Extracted entries

** begin **

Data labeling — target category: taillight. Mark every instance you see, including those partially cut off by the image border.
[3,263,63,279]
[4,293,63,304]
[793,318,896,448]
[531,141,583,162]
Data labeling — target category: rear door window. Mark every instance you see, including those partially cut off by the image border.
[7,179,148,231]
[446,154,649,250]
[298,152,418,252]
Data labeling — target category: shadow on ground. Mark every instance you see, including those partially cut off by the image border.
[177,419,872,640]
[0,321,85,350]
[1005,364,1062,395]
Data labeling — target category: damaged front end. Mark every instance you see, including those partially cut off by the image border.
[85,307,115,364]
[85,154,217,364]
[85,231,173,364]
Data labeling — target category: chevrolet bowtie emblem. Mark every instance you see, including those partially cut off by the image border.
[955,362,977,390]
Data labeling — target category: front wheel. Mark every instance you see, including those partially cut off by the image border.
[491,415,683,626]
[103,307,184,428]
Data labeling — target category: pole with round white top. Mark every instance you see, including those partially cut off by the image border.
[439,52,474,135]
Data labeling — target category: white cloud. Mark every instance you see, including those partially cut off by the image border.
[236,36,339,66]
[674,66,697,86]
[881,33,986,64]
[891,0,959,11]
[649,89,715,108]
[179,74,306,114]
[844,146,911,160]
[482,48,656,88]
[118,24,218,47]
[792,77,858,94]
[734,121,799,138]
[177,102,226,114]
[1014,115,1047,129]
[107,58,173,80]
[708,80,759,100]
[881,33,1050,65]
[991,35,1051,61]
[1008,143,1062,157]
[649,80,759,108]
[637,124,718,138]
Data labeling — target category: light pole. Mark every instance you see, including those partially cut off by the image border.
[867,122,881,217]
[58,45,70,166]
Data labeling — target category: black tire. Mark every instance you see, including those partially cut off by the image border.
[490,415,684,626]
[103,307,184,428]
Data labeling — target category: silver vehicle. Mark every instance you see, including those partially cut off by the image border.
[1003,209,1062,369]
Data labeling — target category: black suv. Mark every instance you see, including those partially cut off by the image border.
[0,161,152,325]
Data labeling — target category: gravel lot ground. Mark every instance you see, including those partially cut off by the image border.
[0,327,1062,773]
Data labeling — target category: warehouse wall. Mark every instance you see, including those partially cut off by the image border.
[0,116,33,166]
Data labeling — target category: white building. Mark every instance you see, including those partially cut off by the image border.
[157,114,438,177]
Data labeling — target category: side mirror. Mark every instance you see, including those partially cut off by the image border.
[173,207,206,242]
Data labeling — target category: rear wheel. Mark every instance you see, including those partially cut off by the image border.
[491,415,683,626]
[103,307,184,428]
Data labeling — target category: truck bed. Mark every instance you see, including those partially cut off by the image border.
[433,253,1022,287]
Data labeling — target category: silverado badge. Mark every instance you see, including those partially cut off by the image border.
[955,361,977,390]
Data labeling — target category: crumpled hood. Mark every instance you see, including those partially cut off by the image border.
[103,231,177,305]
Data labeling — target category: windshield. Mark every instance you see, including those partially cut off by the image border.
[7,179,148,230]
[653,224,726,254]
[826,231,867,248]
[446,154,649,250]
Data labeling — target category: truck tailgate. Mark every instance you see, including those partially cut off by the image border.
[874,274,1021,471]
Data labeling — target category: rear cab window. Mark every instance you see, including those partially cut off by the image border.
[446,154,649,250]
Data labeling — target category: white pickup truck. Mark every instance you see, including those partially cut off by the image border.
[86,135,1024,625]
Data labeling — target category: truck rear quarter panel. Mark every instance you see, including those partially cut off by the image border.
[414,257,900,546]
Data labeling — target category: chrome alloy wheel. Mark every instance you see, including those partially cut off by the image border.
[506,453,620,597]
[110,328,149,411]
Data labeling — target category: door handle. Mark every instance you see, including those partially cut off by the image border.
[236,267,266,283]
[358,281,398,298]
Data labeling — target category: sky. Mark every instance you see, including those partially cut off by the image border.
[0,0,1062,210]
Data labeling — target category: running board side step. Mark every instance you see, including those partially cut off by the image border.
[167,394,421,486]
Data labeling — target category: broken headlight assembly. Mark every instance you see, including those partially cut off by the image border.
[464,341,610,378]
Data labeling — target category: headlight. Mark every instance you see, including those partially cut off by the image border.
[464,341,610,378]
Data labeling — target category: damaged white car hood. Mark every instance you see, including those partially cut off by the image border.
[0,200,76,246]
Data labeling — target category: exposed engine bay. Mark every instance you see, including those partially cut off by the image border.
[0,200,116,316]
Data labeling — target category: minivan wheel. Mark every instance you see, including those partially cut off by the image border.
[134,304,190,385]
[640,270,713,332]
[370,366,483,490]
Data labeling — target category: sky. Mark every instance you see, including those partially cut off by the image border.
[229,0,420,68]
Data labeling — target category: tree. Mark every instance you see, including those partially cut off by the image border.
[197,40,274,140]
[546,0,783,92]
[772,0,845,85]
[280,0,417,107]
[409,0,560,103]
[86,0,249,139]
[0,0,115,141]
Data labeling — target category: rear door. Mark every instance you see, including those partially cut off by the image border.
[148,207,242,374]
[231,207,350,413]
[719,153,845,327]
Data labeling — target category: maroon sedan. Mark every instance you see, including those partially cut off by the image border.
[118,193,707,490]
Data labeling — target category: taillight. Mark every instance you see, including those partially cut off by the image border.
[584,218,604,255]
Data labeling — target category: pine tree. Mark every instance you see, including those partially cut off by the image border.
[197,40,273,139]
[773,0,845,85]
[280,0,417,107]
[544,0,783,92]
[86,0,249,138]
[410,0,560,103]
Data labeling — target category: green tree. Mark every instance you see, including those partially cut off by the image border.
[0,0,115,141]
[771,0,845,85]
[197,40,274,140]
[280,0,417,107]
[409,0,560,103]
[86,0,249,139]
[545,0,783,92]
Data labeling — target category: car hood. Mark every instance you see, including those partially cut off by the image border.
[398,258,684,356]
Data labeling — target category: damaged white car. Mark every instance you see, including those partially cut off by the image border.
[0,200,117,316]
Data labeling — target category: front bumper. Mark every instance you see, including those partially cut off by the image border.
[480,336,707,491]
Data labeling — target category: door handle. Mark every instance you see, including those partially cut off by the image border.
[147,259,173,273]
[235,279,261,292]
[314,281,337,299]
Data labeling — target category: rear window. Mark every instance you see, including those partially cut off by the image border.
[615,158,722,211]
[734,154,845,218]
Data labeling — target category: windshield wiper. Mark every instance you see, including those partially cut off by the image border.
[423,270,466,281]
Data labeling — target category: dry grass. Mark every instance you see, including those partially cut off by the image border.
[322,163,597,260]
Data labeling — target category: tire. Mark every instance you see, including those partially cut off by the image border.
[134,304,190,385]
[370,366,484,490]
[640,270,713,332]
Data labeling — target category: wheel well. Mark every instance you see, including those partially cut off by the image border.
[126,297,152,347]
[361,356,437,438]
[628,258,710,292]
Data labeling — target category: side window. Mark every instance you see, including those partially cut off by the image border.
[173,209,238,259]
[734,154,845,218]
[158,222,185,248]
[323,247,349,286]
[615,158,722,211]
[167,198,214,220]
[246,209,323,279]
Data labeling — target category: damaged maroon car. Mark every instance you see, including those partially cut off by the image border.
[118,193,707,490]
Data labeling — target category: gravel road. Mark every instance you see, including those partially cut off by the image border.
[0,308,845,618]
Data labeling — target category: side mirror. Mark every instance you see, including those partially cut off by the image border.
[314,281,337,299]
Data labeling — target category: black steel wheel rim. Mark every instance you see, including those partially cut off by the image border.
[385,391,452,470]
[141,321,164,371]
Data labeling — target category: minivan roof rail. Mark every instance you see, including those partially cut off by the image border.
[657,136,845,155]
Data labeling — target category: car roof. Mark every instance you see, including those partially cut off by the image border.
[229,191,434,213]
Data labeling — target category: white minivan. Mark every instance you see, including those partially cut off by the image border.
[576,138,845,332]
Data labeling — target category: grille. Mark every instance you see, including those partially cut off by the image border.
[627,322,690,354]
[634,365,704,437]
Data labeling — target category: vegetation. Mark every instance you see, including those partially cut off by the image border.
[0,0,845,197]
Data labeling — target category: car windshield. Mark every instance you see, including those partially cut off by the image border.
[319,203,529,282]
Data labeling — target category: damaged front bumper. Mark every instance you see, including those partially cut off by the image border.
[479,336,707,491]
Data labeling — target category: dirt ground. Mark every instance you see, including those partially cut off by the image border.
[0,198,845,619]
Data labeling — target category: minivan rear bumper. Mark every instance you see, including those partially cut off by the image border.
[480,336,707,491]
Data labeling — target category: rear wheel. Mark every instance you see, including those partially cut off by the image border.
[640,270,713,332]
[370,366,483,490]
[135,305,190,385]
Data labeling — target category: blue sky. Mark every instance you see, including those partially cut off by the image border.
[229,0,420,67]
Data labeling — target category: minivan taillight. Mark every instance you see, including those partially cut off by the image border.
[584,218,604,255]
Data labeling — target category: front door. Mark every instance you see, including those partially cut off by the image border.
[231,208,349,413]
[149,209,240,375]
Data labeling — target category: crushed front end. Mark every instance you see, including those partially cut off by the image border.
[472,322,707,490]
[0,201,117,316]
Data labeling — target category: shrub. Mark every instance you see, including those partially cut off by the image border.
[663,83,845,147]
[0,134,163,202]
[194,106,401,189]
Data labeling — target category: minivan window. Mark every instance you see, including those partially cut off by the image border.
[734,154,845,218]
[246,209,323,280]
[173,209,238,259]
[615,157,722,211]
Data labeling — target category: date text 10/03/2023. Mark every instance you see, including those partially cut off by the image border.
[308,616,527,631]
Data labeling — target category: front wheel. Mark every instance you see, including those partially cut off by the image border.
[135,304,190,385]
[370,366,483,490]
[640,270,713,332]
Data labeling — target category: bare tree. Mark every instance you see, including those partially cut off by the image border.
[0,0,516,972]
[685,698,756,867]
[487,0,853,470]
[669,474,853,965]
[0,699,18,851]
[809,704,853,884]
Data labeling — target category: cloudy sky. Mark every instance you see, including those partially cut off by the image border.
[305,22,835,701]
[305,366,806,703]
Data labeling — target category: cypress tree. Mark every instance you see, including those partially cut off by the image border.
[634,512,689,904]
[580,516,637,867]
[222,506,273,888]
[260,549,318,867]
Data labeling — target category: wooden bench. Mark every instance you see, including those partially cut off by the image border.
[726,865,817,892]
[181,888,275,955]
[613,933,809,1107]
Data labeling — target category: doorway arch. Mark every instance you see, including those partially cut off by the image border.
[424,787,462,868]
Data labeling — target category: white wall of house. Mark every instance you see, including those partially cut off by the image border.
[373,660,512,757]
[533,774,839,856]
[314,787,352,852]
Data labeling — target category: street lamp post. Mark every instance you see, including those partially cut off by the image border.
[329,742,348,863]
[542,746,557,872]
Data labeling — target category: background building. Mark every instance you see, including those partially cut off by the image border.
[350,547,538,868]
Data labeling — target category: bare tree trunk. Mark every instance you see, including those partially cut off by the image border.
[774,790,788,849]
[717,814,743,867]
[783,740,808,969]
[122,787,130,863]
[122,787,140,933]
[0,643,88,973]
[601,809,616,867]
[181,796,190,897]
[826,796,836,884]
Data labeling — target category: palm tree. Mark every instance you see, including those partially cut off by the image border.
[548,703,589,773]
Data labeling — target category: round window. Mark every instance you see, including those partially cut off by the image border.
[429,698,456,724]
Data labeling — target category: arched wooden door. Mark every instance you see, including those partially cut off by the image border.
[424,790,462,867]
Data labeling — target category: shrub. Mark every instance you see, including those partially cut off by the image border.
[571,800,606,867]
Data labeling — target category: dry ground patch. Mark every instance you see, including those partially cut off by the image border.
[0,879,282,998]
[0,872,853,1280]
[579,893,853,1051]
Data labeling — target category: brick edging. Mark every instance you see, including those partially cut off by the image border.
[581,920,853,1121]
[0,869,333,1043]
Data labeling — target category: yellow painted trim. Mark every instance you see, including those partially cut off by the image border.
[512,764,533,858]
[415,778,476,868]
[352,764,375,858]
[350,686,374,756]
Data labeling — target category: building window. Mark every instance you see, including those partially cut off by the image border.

** end **

Exercise prompt
Rewrite every line of the material from the line containing "Data labeling — target category: cypress" through the line containing "[260,549,318,867]", both included, keeping all wording unchanged. Multiply each bounding-box coordinate by 1.1 and round it to a whole number, with halves rounded up.

Reply to the task
Data labeling — target category: cypress tree. Mark every instance you see, including those partially cut off by the image border.
[697,563,758,994]
[638,568,701,954]
[244,557,300,977]
[286,604,350,954]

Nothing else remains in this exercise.